- **Image-grounded pointing data**:
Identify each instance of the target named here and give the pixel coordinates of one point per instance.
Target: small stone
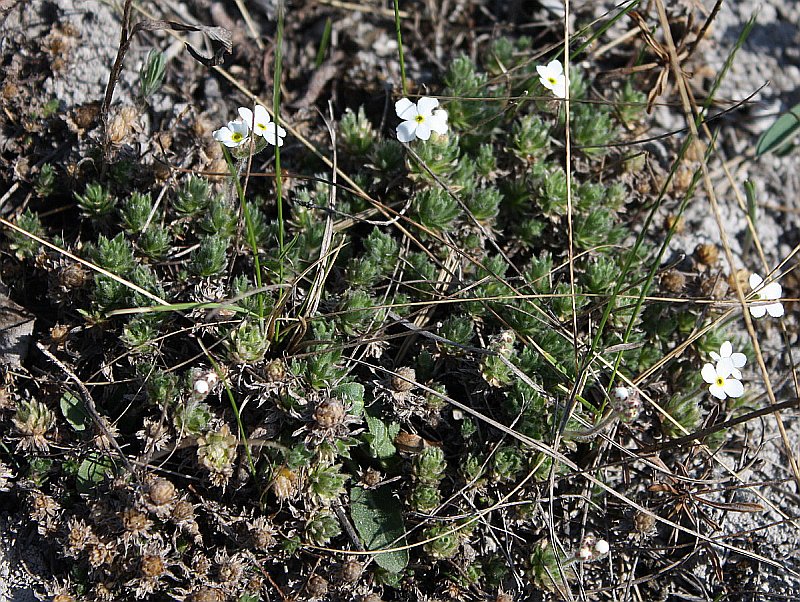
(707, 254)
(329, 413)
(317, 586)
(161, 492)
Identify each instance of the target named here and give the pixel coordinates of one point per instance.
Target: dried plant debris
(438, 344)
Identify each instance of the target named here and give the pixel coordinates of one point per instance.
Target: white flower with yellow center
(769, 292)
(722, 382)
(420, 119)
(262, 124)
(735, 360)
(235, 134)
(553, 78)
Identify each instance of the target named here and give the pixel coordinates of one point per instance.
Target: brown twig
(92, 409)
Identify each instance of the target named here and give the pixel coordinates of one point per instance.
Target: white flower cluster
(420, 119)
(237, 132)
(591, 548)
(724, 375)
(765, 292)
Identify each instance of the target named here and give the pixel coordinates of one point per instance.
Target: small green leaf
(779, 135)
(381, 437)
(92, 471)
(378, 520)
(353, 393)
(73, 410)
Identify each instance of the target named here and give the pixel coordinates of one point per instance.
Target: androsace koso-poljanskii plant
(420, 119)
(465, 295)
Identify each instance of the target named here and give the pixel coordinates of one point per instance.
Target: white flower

- **TASK BRIEF**: Omit the pictures. Transcribe every record exactly.

- **SOLUTION**:
Identify each instance of the target named here and give the pixel coordinates of one point per instance.
Target: small stone
(707, 254)
(329, 413)
(317, 586)
(161, 492)
Identify each instance of the target named here and give the pixel coordinates of one point per instance.
Target: dried plant debris
(438, 344)
Identify each instance of the target named here and give the pixel coordinates of one point per instance.
Target: white flower with yellow center
(769, 292)
(722, 382)
(420, 119)
(262, 124)
(735, 360)
(235, 134)
(553, 78)
Identify each instance of the target named here and give the pixel coordinates of one point per instance.
Target: brown twig
(92, 409)
Identify each instance of the target named here and give the pixel coordinates of one point per instance.
Target: white flower cluster
(420, 119)
(237, 132)
(591, 548)
(724, 375)
(765, 292)
Identify each instance of the target named here and give the pixel coordinates of one point per instance.
Target: small green leaf
(779, 135)
(381, 437)
(92, 471)
(378, 520)
(353, 393)
(73, 410)
Identify each instance of the target named here and give the pixel coordinates of one point per instance.
Target: androsace koso-poljanskii plant
(420, 119)
(465, 295)
Identify each instance of the target named here and give the pixel coordinates of one point per instance.
Target: white flower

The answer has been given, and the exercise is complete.